TASK:
Quote the records that follow in full, leaving the pictures out.

• • • • • • •

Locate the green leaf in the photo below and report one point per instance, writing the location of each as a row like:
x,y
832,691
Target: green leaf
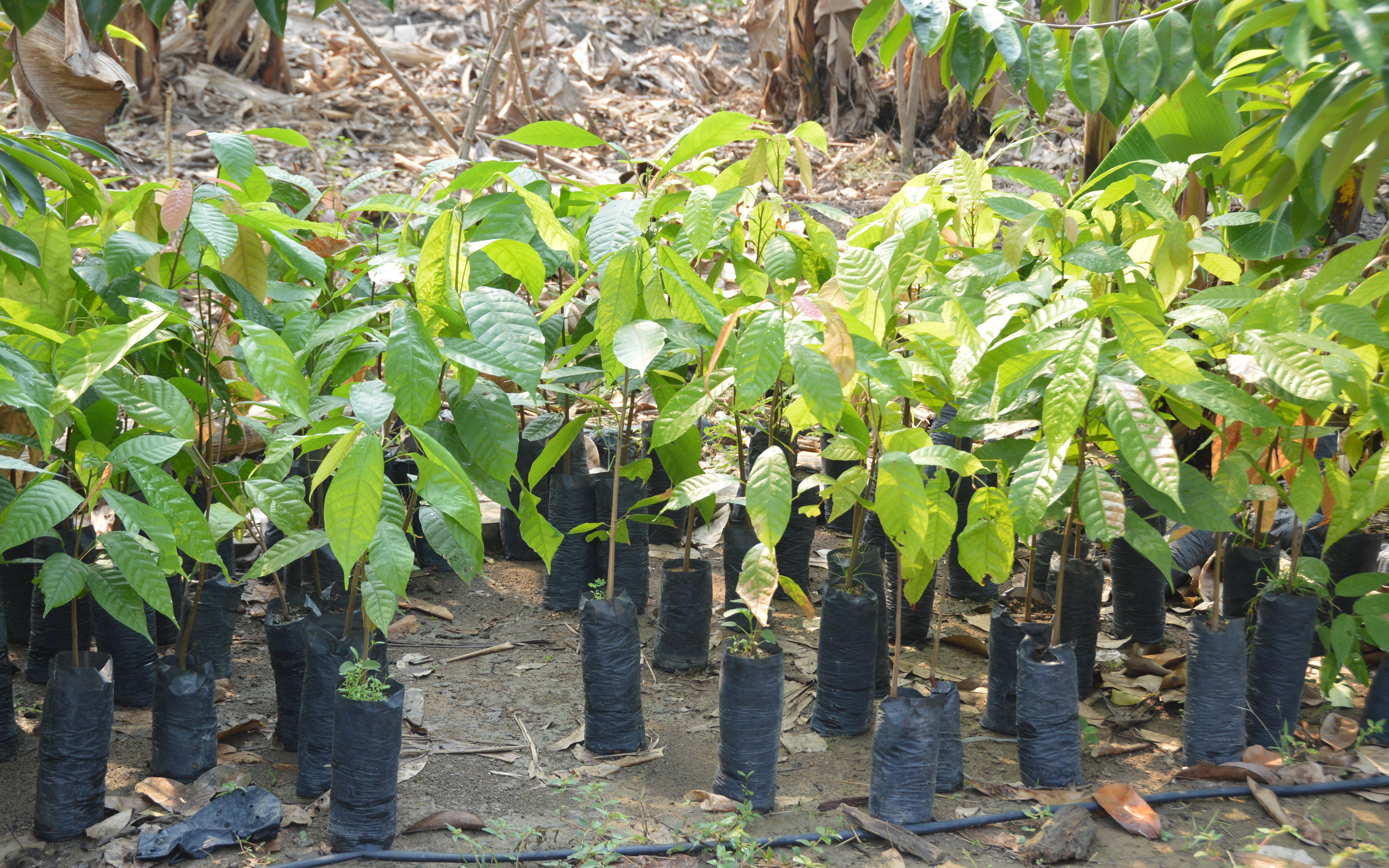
x,y
1069,394
1102,505
391,556
769,496
1144,438
141,571
1142,67
353,502
758,582
412,367
1174,49
235,155
38,509
276,370
1148,542
506,324
556,449
819,385
62,580
287,552
637,344
1033,488
555,134
1087,71
148,448
987,542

• • • • • • •

ANSWER:
Locate the green leaf in the photo below and report one point per instance, writing the location of each as a row like:
x,y
832,691
Target: green leaf
x,y
1069,394
1102,505
391,556
769,496
1144,438
141,571
1142,67
353,502
758,582
412,367
1174,49
235,155
38,509
276,370
1148,542
506,324
556,449
819,385
62,580
287,552
637,344
1033,488
555,134
1087,71
148,448
987,542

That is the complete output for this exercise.